Document passage:
DISCOVERING NON-MONOTONIC AUTOREGRESSIVE ORDERINGS WITH VARIATIONAL INFERENCE

Abstract

The predominant approach for language modeling is to encode a sequence of tokens from left to right, but this eliminates a source of information: the order by which the sequence was naturally generated. One strategy to recover this information is to decode both the content and ordering of tokens. Some prior work supervises content and ordering with hand-designed loss functions to encourage specific orders or bootstraps from a predefined ordering. These approaches require domain-specific insight. Other prior work searches over valid insertion operations that lead to ground truth sequences during training, which has high time complexity and cannot be efficiently parallelized. We address these limitations with an unsupervised learner that can be trained in a fully-parallelizable manner to discover high-quality autoregressive orders in a data driven way without a domain-specific prior. The learner is a neural network that performs variational inference with the autoregressive ordering as a latent variable. Since the corresponding variational lower bound is not differentiable, we develop a practical algorithm for end-to-end optimization using policy gradients. Strong empirical results with our solution on sequence modeling tasks suggest that our algorithm is capable of discovering various autoregressive orders for different sequences that are competitive with or even better than fixed orders.

Work instructions: Condense the abstract paragraph that begins "The predominant approach for language modeling" into a short bulleted list that keeps its main facts.

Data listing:
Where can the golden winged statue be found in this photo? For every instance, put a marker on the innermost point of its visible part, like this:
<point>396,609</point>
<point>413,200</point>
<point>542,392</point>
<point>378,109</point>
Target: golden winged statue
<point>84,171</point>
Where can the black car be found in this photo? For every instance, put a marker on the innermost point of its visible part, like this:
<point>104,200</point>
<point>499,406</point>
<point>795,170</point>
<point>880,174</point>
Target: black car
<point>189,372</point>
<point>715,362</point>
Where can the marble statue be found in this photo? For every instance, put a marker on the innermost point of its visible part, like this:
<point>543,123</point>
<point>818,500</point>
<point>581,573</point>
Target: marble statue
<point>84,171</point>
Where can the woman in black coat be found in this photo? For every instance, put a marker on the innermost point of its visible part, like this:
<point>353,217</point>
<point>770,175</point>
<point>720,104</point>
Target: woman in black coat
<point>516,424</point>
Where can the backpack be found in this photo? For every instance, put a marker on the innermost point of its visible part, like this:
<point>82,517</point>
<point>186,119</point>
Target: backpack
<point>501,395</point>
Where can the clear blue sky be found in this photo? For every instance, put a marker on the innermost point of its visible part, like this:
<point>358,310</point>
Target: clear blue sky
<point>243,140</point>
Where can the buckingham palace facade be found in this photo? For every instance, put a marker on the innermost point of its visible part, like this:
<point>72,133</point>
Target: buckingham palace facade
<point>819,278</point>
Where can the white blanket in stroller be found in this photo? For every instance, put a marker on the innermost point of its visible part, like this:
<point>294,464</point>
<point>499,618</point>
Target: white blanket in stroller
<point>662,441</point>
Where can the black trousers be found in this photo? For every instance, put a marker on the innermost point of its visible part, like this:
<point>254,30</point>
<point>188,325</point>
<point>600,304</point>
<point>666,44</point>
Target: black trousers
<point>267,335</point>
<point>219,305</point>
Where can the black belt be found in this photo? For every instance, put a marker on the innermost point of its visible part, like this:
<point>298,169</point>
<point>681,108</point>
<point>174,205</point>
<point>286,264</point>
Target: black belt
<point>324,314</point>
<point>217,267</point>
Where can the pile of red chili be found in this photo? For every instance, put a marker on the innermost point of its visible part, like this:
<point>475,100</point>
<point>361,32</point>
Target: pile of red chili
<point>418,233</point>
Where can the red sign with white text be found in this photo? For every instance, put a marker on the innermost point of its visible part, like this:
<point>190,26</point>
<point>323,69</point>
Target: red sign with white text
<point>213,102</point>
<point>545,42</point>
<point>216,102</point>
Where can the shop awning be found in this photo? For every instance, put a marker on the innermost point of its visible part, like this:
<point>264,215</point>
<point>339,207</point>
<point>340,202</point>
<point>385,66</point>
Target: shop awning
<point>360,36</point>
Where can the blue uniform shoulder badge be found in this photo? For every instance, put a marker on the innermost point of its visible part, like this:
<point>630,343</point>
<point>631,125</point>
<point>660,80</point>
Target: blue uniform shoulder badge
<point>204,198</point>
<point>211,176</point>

Completed task:
- Standard language modeling encodes tokens left to right, which loses the order in which a sequence was naturally generated.
- One way to recover this is to decode both the content and the ordering of tokens.
- Some prior work relies on hand-designed loss functions or a predefined ordering, which requires domain-specific insight.
- Other prior work searches over valid insertion operations during training, which has high time complexity and cannot be efficiently parallelized.
- The proposed solution is an unsupervised, fully parallelizable learner that discovers high-quality autoregressive orders from data without a domain-specific prior.
- It is a neural network that performs variational inference, treating the ordering as a latent variable.
- Because the variational lower bound is not differentiable, it is optimized end to end with policy gradients.
- Results on sequence modeling tasks suggest it discovers different orders for different sequences that are competitive with or better than fixed orders.